WHAT THE EXERCISE ASKS ->
Answer these from the court opinion excerpt below:
1. From which court was the appeal taken?
2. Which circuit judges heard the case?
3. What standard of review does the court apply?

J.d. Adams, Petitioner-appellant, v. Robert G. Borg, Warden; Attorney General of the State Ofcalifornia, Respondents-appellees, 988 F.2d 117 (9th Cir. 1993)Annotate this Case
Appeal from the United States District Court for the Central District of California; No. CV-88-2359-WMB, William Matthew Byrne, Jr., District Judge, Presiding.
Before GOODWIN, SCHROEDER and CANBY, Circuit Judges.
J.D. Adams, a California state prisoner, appeals pro se the district court's dismissal of his 28 U.S.C. § 2254 petition for habeas corpus. Adams contends that he was denied his due process right to be tried by a jury drawn from a fair cross-section of the community, in violation of the sixth and fourteenth amendments. We have jurisdiction under 28 U.S.C. § 2253, and review de novo. Thomas v. Lewis, 945 F.2d 1119, 1122 (9th Cir. 1991). We affirm.

DATA SHOWN ->
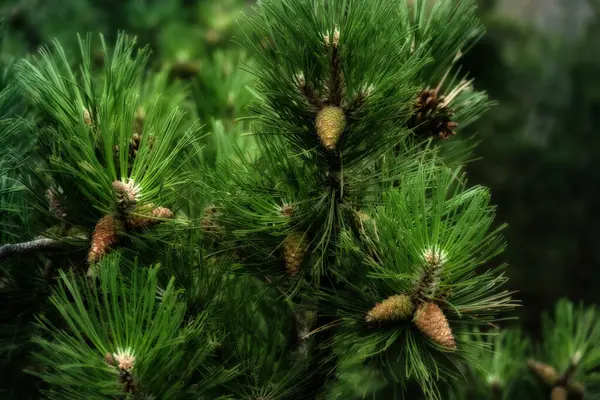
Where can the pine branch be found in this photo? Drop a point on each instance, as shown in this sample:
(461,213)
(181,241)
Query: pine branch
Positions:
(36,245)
--
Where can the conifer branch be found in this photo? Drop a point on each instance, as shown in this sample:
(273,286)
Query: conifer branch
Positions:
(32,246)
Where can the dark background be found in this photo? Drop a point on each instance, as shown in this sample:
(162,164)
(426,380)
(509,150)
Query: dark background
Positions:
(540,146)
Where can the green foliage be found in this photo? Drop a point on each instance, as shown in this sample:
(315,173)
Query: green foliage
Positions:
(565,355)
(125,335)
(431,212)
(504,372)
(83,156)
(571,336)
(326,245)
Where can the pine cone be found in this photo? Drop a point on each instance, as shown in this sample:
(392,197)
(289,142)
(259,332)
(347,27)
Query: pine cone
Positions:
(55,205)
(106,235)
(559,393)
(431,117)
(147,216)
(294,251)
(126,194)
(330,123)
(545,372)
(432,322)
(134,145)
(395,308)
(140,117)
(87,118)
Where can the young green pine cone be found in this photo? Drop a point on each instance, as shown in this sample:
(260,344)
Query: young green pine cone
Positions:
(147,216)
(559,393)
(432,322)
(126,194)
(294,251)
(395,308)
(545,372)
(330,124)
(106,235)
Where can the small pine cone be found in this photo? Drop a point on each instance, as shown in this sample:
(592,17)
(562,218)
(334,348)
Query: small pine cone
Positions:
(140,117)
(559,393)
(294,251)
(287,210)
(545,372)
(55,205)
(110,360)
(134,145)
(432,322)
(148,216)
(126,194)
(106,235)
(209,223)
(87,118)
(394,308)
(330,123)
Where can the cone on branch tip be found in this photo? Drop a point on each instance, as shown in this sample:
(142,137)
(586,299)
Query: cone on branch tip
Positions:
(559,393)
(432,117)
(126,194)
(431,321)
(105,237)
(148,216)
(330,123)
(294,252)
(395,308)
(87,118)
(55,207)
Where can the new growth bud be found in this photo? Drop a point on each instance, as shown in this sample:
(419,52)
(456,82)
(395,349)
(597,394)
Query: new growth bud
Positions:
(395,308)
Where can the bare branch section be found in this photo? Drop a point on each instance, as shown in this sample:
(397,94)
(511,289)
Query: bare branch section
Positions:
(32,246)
...
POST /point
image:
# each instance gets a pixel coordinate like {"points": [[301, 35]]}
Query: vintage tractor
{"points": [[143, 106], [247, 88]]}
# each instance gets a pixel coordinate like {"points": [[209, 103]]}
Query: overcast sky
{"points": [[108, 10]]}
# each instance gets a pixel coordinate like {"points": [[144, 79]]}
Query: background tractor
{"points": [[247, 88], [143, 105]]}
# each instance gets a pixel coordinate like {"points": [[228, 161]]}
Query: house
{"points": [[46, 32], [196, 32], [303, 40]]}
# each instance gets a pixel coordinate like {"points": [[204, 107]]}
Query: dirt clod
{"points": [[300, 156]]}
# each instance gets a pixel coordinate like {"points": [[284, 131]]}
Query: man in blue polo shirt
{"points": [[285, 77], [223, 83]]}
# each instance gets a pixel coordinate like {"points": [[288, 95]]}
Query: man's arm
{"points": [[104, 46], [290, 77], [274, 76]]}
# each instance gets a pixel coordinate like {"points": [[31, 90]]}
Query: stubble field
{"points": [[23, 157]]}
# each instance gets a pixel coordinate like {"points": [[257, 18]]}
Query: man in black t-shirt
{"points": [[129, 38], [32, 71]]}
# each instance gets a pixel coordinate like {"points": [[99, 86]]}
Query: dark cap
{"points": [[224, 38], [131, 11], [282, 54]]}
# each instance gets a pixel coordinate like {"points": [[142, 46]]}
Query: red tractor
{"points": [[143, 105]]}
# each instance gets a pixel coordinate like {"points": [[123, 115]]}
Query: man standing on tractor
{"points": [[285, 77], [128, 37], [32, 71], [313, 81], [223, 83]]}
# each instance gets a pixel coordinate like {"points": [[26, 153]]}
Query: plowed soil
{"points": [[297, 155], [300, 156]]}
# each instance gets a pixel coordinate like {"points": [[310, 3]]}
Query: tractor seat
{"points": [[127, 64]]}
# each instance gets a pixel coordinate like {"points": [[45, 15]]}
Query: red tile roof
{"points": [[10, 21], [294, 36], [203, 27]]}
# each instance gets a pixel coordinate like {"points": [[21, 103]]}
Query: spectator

COMPLETE RESPONSE ->
1. The United States District Court for the Central District of California.
2. Goodwin, Schroeder and Canby.
3. De novo.